--- PROMPT ---
Pictures stay out of your copy, but everything else in the records below must be repeated exactly.

--- INFORMATION ---
- - -

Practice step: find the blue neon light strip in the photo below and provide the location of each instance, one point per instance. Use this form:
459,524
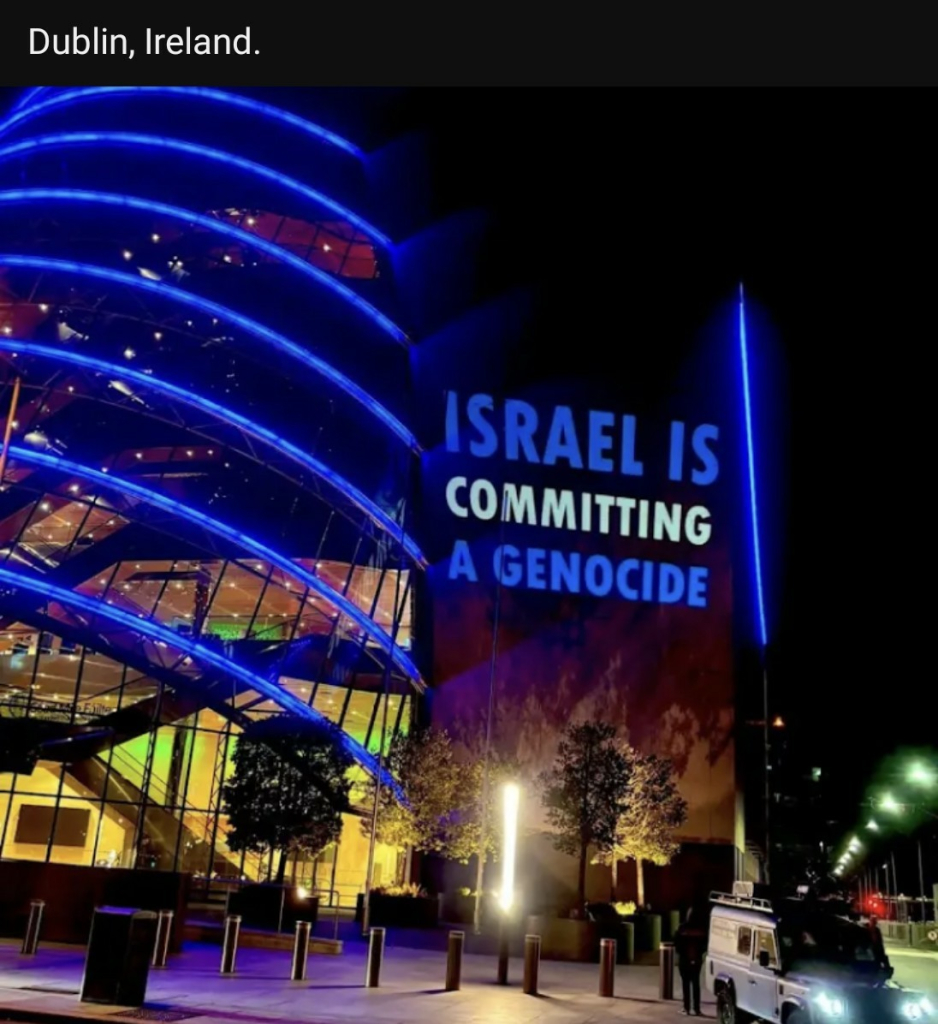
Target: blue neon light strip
211,224
156,631
257,549
751,459
204,153
30,108
226,314
29,97
281,444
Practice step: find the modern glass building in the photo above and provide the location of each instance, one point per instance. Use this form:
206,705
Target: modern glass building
206,493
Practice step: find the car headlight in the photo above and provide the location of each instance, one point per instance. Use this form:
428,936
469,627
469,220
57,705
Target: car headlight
830,1006
917,1010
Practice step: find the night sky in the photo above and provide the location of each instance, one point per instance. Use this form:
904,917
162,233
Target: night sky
822,203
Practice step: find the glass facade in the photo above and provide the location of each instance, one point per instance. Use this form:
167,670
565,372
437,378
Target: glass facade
127,738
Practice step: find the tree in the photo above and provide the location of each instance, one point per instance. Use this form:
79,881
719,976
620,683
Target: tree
585,794
645,829
289,788
435,787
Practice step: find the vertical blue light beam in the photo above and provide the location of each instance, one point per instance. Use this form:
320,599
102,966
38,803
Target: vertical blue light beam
751,461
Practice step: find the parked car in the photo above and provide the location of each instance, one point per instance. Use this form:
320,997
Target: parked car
794,962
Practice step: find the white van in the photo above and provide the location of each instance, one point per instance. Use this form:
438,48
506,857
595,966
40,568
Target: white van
793,962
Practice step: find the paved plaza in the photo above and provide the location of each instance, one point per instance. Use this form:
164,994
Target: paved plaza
412,990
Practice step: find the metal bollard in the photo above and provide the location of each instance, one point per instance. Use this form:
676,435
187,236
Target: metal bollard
229,943
503,953
31,939
667,964
375,955
531,964
300,951
607,968
164,931
455,961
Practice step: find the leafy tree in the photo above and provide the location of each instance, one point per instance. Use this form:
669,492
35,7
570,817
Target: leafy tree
586,793
289,788
435,787
646,827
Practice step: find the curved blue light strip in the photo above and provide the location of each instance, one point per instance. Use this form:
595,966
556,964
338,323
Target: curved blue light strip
32,109
365,504
205,153
258,549
225,313
751,459
212,224
27,98
155,631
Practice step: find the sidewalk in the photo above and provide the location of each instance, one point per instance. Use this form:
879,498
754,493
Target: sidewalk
411,992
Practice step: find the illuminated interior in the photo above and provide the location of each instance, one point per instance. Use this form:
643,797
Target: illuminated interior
152,729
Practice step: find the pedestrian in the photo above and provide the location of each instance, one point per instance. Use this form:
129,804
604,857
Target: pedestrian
879,946
689,945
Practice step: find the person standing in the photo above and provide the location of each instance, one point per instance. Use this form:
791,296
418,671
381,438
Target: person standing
689,946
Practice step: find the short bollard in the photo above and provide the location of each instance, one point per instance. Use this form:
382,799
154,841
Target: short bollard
164,931
300,951
455,961
531,964
607,968
375,955
667,983
503,954
229,943
31,939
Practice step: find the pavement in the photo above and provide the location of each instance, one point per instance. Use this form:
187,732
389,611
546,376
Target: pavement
915,969
45,988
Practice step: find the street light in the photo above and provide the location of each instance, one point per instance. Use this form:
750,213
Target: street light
512,800
921,774
890,804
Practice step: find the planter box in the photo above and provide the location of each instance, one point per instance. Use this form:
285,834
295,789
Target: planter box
272,907
72,892
647,933
403,911
459,909
565,939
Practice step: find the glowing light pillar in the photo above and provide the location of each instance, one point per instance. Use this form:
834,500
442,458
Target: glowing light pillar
757,558
512,800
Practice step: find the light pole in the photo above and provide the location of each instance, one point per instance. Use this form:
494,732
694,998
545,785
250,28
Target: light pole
922,775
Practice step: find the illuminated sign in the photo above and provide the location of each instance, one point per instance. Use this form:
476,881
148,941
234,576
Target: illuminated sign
607,446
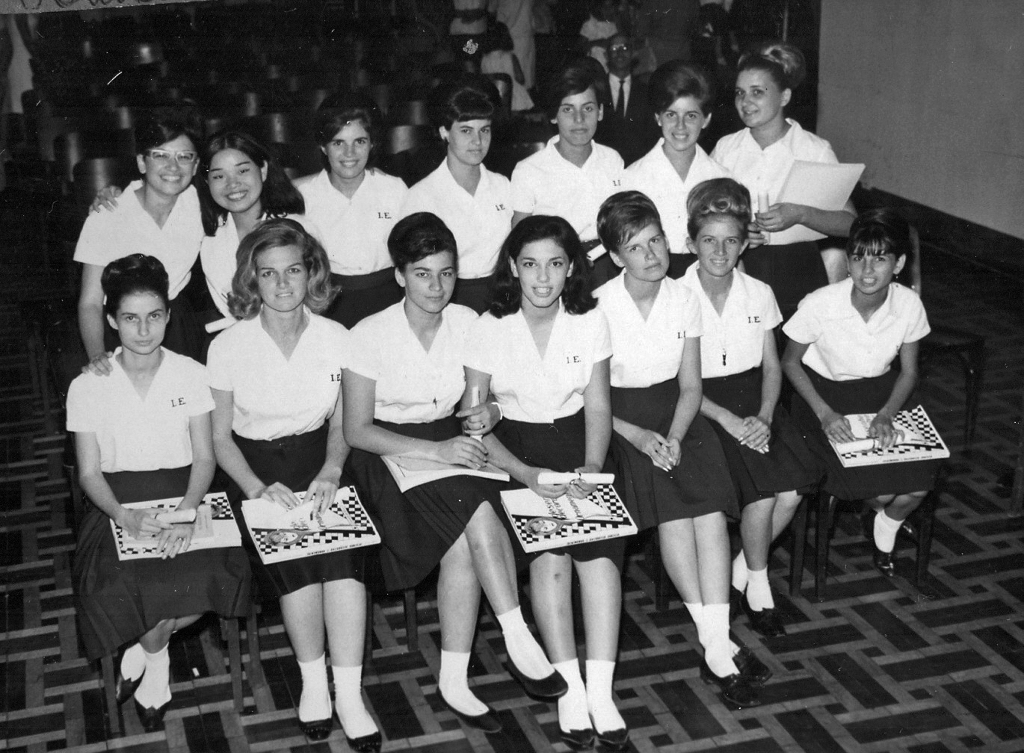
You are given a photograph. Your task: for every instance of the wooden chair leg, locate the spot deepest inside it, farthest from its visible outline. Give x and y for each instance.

- - -

--- WRITTEN RESPONSE ---
Practice step: find the blue neon light strip in the photo below and provide the location of each instance, one point per instance. Use this form:
459,524
Target: blue neon light strip
211,224
156,631
257,549
751,459
204,153
30,108
226,314
29,97
281,444
Practice step: find the modern glass building in the photo above and provide the location of each instance, one point per instance. Use this form:
206,705
Target: modern glass building
206,493
Practice step: find the car headlight in the photo above and provide the location of each instance, one point per instance. Use this form:
428,936
469,627
469,220
57,705
Target: car headlight
830,1006
917,1010
Practice step: find the night sky in the photo above and provide the location of each instance, one point per instance. Use this form:
904,917
162,233
Target: night sky
822,203
Practice step: find the glass facade in the photo above and provide the location of each instance, one point per instance. Use this form:
167,670
565,372
437,378
Target: glass facade
127,738
Practice step: find the tree in the photo above and provide the location of each instance, one point per instance. Use this form:
79,881
719,976
620,683
Target: tree
585,794
645,829
289,788
435,787
Practice step: find the vertical blue light beam in the photo above and provide the location of each instance, one point per instance. Use this form:
320,599
102,966
38,803
Target: vertical blue light beam
751,461
Practice step: find the parked car in the photo above and provide the location of each instance, one point per instance. Use this form:
320,997
Target: parked car
794,962
Practice step: find the white van in the photo above and provide the location of each instance, one point per instance. Use this form:
438,48
506,857
595,966
40,568
Target: white van
793,962
Practice step: find the paved plaza in the photo above and provide the location of each instance, one point per instance. Use this form:
164,994
Target: paved plaza
412,990
Practice step: find the metal bollard in the photo above and provide the location of each instance, one point per instance. Use this form:
676,435
187,236
Target: metal bollard
229,943
503,953
31,939
667,964
375,955
531,964
300,951
607,968
164,931
455,961
Practice step: find the leafy tree in the photo above and provide the location of each instance, one point per instance. Use this form:
669,492
35,7
570,817
Target: leafy tree
586,793
289,788
435,787
646,827
Practice step: find the curved blue light strip in the photo above and provide the location of each instance, one point per instance. Use this form:
595,966
556,964
338,323
Target: curved blue light strip
32,109
365,504
205,153
258,549
225,313
751,459
212,224
27,98
155,631
Practice step: find the sidewalk in the photo above and provide the location of each instance, one point per instance. Use this form:
879,498
754,493
Target: sidewalk
411,992
Practice step: find the illuminated interior in the photo above and provide the location of each instance, one point per instance. Use this form:
643,797
Target: illuminated interior
152,729
Practice step: find the pedestrian in the photo above and provide the location of each instance, one point per instance. Use this form:
129,804
604,857
Target: pedestrian
879,946
689,945
Practice step: find the person standing in the photo above and provide the location of each instance, one point per instance. Use this form:
791,296
418,671
381,438
Target: person standing
689,946
Practice step: find the short bollard in the photo above and provide the location of each instance, one point per instance. Use this form:
382,799
154,841
Target: short bollard
164,931
300,951
455,961
531,964
607,968
375,955
667,983
503,954
229,943
31,939
Practice step: find the pavement in the photo above and provide the location of each instance, one point per instance. Use this form:
187,732
389,611
546,376
Target: pavement
915,969
45,988
Practice step: find the street light in the photo above and provide the location of each instance, one point per instance. Use this form:
750,213
Target: street light
512,800
921,774
890,804
Practice step: find the planter box in the photo above and provide the location of each instance, one point per instance. Use this form:
285,834
295,789
Target: planter box
272,907
72,892
647,933
403,911
459,909
565,939
Practice step: find the glowing light pillar in the photo above and provide the location of each instance, one point per instance. Use this form:
834,500
442,458
Target: glowing light pillar
757,558
512,800
Practice step: find the light pole in the photo above and provide the location of each instance, one point per instance. Use this form:
494,732
694,998
545,785
250,28
Target: light pole
922,775
Practice step: find the illuminated sign in the photo above and provide the location of each instance, one point per instance. Use this form:
476,881
148,941
234,576
Target: illuminated sign
607,446
You are given a photograph. Your task: for every instance of the wooden chair leg, locate the spot deepest inside it, farthest from its visible outline. Give x and y for each instance.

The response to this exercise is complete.